#### SUPPLIED MATERIAL
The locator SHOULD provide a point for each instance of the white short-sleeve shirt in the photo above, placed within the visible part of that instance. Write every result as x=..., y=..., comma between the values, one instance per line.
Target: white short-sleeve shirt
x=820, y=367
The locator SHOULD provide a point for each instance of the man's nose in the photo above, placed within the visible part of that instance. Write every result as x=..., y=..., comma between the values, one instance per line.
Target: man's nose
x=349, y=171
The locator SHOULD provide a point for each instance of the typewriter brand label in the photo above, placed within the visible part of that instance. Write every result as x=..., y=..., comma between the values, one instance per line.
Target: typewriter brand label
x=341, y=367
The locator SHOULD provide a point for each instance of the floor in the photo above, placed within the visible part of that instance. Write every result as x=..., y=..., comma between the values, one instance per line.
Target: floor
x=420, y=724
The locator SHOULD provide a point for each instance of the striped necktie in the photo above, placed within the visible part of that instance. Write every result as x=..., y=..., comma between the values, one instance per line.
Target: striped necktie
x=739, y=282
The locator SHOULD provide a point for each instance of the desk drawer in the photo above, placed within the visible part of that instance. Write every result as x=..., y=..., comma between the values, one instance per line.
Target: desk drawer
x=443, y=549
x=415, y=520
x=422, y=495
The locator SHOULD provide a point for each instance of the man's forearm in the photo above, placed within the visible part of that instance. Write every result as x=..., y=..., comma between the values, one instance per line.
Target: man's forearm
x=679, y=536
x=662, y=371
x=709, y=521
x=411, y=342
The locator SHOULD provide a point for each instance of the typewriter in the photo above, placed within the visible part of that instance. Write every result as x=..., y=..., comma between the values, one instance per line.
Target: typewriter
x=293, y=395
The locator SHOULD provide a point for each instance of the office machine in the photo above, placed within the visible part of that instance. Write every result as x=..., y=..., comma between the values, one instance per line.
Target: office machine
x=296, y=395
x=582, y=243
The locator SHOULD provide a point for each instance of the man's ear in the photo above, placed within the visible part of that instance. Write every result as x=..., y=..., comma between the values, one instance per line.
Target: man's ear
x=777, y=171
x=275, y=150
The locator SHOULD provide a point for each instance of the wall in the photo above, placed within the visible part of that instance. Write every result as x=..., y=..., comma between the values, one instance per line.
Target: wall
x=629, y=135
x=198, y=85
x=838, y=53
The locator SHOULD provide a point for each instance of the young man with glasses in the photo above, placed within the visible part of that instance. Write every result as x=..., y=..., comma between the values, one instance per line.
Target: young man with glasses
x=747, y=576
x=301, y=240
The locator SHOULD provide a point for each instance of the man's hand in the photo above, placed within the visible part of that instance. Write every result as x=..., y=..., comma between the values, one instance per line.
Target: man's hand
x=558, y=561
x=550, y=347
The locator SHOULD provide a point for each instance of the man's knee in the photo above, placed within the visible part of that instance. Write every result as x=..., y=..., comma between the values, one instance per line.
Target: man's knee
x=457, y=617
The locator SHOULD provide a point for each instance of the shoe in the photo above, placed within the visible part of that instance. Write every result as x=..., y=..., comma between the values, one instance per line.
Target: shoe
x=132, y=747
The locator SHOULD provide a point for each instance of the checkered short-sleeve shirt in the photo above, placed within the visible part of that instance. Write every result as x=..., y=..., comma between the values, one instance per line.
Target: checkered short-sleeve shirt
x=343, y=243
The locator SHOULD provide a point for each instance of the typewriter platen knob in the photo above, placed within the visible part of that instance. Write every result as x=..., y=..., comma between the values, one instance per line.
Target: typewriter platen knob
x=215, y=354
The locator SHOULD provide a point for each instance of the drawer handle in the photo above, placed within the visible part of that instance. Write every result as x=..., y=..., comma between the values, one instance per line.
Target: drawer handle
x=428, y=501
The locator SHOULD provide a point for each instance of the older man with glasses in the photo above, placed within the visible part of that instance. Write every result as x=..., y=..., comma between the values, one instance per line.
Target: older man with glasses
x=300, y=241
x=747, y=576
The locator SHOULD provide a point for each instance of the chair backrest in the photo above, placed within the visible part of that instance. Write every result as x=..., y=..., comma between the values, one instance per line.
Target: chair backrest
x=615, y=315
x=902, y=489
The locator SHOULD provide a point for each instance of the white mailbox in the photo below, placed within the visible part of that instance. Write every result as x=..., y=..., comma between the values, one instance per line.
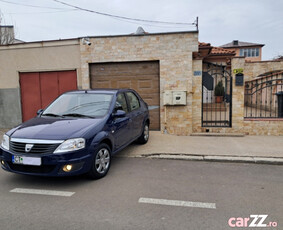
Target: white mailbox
x=179, y=98
x=167, y=98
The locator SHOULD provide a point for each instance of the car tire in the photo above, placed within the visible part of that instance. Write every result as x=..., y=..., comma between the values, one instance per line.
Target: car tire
x=101, y=162
x=143, y=139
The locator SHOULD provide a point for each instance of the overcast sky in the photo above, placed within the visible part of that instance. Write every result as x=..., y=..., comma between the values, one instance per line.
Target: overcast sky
x=220, y=21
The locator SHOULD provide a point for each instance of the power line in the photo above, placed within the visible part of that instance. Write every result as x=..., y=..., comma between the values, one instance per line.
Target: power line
x=35, y=6
x=122, y=17
x=46, y=12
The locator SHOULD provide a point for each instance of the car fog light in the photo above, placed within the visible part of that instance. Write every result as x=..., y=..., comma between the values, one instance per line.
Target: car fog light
x=67, y=168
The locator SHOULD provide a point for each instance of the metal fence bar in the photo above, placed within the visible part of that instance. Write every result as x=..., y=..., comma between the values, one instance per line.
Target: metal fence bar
x=261, y=96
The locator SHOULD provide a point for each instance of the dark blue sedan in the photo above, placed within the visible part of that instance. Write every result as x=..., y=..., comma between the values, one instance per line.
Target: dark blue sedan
x=77, y=134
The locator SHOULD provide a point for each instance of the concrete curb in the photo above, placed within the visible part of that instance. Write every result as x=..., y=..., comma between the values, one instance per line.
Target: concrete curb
x=213, y=158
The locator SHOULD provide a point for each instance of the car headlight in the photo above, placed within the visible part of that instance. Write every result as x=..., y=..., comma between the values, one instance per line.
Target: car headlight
x=5, y=142
x=71, y=145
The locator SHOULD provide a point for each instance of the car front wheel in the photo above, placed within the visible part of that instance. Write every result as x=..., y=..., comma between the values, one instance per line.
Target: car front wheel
x=145, y=134
x=101, y=162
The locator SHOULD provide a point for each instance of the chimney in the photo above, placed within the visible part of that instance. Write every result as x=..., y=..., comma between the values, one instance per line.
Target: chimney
x=235, y=43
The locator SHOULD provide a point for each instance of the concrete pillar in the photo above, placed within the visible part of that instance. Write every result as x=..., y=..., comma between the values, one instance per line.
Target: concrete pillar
x=238, y=97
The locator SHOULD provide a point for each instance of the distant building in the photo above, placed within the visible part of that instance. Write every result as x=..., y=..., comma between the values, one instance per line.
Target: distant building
x=7, y=35
x=252, y=51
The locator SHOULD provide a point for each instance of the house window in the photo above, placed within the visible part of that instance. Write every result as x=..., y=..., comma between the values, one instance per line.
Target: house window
x=249, y=52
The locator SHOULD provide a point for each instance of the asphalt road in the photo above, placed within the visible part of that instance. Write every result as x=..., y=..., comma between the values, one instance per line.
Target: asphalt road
x=236, y=190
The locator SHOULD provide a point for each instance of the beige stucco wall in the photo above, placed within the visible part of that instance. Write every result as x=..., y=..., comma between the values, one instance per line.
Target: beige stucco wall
x=38, y=56
x=174, y=52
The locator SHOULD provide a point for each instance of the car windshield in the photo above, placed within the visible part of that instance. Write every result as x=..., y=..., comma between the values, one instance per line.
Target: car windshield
x=80, y=105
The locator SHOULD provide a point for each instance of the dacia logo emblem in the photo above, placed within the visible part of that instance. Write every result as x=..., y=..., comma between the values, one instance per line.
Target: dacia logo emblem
x=28, y=147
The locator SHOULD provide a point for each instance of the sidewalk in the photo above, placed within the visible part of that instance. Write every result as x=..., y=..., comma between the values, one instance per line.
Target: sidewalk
x=249, y=149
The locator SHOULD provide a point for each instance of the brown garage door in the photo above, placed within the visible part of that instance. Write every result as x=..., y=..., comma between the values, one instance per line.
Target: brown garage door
x=140, y=76
x=39, y=89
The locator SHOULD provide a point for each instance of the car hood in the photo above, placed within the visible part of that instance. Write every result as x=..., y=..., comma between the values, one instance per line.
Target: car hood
x=55, y=128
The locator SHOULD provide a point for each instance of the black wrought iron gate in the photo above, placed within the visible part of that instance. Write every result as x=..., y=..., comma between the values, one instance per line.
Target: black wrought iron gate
x=217, y=97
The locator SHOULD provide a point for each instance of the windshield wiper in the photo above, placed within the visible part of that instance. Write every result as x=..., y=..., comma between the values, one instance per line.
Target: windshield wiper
x=51, y=115
x=76, y=115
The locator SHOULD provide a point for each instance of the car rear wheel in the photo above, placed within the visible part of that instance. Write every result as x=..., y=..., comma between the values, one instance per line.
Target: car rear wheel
x=145, y=134
x=101, y=162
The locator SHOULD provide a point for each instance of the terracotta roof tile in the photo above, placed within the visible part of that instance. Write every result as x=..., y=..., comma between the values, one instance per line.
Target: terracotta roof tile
x=201, y=44
x=240, y=44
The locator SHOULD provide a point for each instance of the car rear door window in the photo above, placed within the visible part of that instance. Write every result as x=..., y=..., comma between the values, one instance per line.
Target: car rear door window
x=121, y=102
x=133, y=101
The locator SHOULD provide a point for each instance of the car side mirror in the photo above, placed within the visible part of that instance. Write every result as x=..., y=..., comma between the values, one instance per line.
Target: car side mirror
x=119, y=113
x=39, y=112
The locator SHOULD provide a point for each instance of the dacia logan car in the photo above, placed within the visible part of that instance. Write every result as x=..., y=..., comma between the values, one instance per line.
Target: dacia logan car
x=77, y=134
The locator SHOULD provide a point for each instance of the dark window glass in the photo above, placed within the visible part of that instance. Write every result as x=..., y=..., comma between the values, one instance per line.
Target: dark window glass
x=121, y=102
x=133, y=100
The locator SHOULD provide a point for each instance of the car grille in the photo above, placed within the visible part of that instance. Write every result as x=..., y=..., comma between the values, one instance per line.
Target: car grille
x=32, y=169
x=19, y=147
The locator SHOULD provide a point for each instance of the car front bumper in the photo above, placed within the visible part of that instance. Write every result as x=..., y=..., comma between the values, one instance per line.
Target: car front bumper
x=51, y=164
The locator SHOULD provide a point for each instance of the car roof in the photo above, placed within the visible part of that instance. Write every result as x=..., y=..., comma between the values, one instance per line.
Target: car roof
x=107, y=91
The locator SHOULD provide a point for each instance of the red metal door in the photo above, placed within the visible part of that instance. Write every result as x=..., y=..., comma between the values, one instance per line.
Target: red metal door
x=38, y=90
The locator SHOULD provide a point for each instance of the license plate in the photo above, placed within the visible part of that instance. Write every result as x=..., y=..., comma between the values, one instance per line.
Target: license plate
x=26, y=160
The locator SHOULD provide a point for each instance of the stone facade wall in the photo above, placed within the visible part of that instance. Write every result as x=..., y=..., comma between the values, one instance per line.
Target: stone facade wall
x=263, y=127
x=253, y=69
x=174, y=53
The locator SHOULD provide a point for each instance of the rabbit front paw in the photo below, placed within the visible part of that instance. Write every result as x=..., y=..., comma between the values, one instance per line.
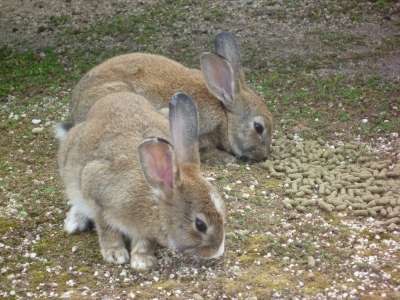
########
TASK PROMPT ▸ Put the material from the line with "of the chimney" to the line with "x=235, y=43" into a Markdown table with the columns Row and Text. Number each row and omit blank lines.

SOLVED PROBLEM ▸
| Row | Text |
|---|---|
| 1 | The locator SHOULD provide a point for each instance of the chimney in the photo above, placed within the visible part of that instance. Write every result as x=..., y=..., comma between the values, one instance per line. |
| 2 | Target: chimney |
| 3 | x=235, y=43 |